#### AUFGABEN:
1: Entnehmen Sie dem Text zum systemischen Denken die Passage, die bei den Worten „1 Systemisches Denken“ einsetzt und nach „fungieren, erläutert (1.2).“ endet, und übertragen Sie sie wortgetreu.
2: Beantworten Sie anhand des Textes zum systemischen Denken:
(a) Welche beruflichen Felder werden beispielhaft genannt?
(b) In welchem Unterkapitel werden die Ursprünge systemischen Denkens beschrieben?
(c) Was wird im Unterkapitel 1.2 erläutert?

╭─ TEXT

1 Systemisches Denken und Handeln – was bedeutet das?
Wie in der Einleitung bereits erwähnt, kommen mittlerweile systemische Theorien, Methoden und Techniken in einer ganzen Reihe von beruflichen Feldern zur Anwendung. Im Folgenden wird nicht der Anspruch erhoben, einen detaillierten Überblick über diese zahlreichen Felder – u. a. Psychotherapie, Beratung, Organisationsentwicklung und Pädagogik – zu geben. Es werden dagegen die Ursprünge systemischen Denkens beschrieben (1.1) sowie die zentralen Konzepte, die in den unterschiedlichen Anwendungsfeldern als Hintergrundannahmen systemischen Denkens fungieren, erläutert (1.2).

╰─
╭─ BEREITGESTELLTES MATERIAL

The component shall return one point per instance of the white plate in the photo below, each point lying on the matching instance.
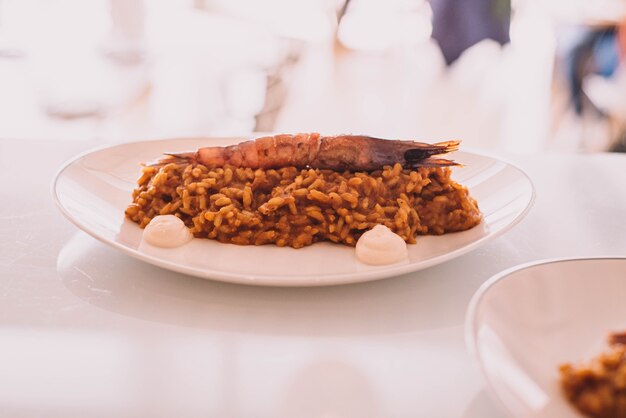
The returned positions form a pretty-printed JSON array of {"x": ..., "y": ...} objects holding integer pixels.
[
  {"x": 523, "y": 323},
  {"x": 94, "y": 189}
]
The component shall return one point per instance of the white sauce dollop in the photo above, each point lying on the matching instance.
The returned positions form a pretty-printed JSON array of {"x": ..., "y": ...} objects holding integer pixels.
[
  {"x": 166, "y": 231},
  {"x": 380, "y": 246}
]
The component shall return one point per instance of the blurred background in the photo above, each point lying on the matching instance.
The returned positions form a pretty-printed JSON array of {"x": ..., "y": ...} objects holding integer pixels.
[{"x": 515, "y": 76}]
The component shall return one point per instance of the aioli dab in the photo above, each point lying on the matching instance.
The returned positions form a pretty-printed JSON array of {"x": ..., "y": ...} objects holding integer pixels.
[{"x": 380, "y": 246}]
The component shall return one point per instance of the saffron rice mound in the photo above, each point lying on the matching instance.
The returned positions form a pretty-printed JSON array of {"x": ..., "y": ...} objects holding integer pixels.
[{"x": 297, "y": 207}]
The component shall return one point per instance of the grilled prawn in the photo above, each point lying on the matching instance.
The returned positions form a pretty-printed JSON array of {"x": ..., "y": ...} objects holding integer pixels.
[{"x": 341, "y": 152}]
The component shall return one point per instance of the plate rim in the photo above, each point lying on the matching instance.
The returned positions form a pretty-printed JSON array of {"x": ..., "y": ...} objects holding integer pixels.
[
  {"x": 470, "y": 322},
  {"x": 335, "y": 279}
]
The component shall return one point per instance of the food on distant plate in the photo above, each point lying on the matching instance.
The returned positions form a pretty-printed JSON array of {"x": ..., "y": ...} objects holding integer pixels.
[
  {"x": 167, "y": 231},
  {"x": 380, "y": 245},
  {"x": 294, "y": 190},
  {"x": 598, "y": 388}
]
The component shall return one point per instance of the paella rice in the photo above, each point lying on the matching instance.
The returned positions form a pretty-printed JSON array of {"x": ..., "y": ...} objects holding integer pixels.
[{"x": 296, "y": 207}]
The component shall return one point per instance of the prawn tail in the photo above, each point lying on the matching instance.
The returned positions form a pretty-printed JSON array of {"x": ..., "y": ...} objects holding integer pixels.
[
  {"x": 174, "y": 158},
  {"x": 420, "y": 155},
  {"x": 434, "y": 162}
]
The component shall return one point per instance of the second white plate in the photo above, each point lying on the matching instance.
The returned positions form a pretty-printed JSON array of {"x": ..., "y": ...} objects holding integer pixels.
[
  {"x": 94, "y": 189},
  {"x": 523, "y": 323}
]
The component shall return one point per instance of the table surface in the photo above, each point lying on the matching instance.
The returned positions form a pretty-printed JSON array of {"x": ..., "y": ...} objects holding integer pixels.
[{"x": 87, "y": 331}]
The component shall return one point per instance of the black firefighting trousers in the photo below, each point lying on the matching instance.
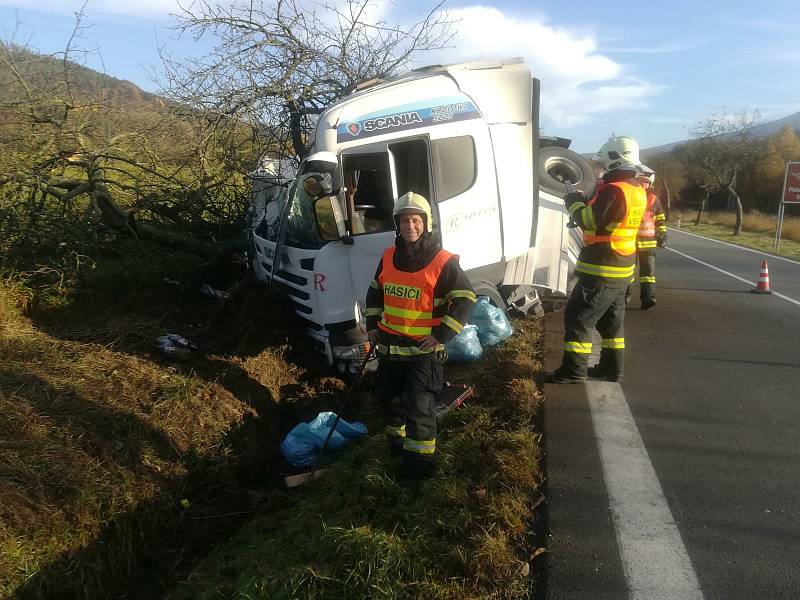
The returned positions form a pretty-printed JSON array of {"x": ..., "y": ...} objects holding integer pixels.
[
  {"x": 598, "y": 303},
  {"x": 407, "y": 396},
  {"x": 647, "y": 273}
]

╰─

#### LÖSUNGEN:
1:
1 Systemisches Denken und Handeln – was bedeutet das?
Wie in der Einleitung bereits erwähnt, kommen mittlerweile systemische Theorien, Methoden und Techniken in einer ganzen Reihe von beruflichen Feldern zur Anwendung. Im Folgenden wird nicht der Anspruch erhoben, einen detaillierten Überblick über diese zahlreichen Felder – u. a. Psychotherapie, Beratung, Organisationsentwicklung und Pädagogik – zu geben. Es werden dagegen die Ursprünge systemischen Denkens beschrieben (1.1) sowie die zentralen Konzepte, die in den unterschiedlichen Anwendungsfeldern als Hintergrundannahmen systemischen Denkens fungieren, erläutert (1.2).

2:
(a) Psychotherapie, Beratung, Organisationsentwicklung und Pädagogik.
(b) Im Unterkapitel 1.1.
(c) Die zentralen Konzepte, die in den unterschiedlichen Anwendungsfeldern als Hintergrundannahmen systemischen Denkens fungieren.